Dataset records:
+---+

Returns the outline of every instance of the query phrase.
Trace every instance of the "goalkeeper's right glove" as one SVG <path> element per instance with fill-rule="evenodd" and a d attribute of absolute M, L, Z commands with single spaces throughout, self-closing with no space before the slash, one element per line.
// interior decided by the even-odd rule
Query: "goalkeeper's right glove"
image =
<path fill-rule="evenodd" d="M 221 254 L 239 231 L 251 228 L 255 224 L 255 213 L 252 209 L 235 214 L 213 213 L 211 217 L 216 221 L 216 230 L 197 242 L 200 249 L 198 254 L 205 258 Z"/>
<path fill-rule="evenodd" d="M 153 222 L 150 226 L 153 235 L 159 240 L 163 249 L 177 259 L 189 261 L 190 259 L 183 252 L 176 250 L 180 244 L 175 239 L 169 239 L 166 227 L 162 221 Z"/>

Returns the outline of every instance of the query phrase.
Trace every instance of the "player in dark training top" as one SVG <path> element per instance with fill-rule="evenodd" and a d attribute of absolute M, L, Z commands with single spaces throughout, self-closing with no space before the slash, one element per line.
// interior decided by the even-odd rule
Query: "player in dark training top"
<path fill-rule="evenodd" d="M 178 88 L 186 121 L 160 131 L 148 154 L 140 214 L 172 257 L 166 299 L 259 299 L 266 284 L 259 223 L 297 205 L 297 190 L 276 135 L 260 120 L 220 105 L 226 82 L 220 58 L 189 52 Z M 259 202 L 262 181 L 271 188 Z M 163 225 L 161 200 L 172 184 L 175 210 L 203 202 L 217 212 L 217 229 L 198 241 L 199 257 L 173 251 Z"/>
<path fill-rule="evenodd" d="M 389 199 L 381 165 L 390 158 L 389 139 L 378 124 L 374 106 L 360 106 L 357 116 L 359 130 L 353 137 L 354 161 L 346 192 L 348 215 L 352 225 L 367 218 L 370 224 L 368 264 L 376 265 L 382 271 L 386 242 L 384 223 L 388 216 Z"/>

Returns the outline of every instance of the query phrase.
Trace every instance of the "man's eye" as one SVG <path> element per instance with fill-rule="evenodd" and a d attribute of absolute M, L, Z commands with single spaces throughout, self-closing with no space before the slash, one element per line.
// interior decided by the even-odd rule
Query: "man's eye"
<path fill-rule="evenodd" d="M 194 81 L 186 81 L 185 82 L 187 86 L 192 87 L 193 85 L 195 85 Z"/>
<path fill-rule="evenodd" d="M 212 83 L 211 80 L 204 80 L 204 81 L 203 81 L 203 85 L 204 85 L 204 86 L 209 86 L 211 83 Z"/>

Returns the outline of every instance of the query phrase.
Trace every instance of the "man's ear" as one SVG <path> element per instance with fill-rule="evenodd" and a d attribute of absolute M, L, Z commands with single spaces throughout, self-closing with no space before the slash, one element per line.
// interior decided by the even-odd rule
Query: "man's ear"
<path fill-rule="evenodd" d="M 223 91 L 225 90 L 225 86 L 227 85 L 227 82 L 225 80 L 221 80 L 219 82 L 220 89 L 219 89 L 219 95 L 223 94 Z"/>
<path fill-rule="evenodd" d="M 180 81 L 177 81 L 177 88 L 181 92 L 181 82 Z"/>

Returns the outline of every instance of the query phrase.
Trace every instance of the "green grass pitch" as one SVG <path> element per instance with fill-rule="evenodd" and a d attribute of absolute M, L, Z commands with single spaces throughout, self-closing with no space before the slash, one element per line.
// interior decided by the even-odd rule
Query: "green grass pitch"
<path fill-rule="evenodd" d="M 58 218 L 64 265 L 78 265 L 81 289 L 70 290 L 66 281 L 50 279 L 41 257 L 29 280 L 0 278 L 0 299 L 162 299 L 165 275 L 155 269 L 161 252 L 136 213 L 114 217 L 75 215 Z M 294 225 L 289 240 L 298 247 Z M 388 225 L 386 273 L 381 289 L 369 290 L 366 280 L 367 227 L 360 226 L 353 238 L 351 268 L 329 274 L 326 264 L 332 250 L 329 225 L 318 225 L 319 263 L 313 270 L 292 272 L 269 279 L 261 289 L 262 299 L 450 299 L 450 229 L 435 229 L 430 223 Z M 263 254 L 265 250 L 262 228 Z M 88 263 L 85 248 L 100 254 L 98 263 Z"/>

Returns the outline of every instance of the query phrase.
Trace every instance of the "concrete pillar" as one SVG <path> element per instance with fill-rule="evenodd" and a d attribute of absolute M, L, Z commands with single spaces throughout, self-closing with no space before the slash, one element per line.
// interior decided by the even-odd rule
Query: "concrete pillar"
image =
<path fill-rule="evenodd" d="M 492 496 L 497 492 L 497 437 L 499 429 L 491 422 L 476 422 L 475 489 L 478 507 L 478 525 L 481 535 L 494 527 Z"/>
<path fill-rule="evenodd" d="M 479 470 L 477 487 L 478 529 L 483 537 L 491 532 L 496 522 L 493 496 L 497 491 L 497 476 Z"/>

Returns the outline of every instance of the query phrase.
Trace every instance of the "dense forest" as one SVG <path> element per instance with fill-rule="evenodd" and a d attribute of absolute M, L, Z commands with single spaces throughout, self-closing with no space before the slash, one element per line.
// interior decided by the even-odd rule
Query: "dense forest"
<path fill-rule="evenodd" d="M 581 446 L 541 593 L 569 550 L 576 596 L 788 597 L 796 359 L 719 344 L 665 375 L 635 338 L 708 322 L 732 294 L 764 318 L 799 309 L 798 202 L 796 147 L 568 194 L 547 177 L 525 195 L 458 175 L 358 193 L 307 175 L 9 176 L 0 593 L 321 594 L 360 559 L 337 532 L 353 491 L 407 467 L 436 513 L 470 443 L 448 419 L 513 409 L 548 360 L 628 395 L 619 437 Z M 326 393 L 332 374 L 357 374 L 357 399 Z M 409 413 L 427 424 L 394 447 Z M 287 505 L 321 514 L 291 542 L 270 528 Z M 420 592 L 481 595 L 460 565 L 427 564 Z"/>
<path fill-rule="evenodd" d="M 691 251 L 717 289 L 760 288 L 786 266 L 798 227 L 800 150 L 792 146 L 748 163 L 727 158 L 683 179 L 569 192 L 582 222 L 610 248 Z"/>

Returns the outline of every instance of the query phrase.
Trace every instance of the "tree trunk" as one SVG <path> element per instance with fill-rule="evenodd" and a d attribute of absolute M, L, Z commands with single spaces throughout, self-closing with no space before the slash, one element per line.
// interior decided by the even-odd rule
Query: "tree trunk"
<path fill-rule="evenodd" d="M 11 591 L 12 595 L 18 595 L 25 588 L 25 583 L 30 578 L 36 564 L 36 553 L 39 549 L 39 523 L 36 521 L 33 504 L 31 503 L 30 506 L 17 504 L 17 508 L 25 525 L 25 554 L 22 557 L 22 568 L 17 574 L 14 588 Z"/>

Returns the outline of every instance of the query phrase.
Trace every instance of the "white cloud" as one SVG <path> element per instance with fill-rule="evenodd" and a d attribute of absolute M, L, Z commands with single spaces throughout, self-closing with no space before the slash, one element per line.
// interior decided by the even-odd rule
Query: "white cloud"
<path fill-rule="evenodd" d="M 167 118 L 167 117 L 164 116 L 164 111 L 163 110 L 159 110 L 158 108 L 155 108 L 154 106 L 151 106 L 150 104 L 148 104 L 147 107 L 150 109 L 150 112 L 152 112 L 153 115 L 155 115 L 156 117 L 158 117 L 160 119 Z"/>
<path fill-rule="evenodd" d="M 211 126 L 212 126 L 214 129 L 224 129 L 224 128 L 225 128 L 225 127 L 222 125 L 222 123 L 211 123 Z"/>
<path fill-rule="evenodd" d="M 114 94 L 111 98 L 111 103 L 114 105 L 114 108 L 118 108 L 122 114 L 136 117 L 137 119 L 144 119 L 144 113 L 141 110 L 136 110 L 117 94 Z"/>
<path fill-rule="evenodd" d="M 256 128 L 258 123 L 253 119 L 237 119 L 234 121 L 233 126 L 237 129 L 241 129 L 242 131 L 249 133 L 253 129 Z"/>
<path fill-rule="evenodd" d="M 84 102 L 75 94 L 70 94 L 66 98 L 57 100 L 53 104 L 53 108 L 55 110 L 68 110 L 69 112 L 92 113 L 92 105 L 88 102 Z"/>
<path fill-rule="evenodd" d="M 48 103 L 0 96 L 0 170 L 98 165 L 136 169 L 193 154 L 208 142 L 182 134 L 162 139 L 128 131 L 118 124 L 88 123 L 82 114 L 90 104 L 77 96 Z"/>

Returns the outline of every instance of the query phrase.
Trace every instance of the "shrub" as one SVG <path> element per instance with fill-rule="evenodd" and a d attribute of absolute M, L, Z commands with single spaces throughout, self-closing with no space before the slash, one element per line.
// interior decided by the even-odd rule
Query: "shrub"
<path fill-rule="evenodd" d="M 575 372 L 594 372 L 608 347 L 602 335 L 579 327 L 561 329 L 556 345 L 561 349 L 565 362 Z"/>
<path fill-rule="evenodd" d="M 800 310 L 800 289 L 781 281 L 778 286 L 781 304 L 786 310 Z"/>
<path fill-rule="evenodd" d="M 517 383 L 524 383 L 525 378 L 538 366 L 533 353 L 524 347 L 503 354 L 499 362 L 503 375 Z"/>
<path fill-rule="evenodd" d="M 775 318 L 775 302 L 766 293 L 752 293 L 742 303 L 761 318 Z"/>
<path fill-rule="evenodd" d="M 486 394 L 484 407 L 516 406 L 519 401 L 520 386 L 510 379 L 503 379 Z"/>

+---+

Required work: Which lines above contain the word "pillar"? Show each of them.

Final answer:
Trace every instance of the "concrete pillar" as one SVG <path> element per instance with fill-rule="evenodd" and a d attribute of absolute M, L, Z commands with single spaces throughout, self-closing with no space before the slash, one element per line.
Query: "concrete pillar"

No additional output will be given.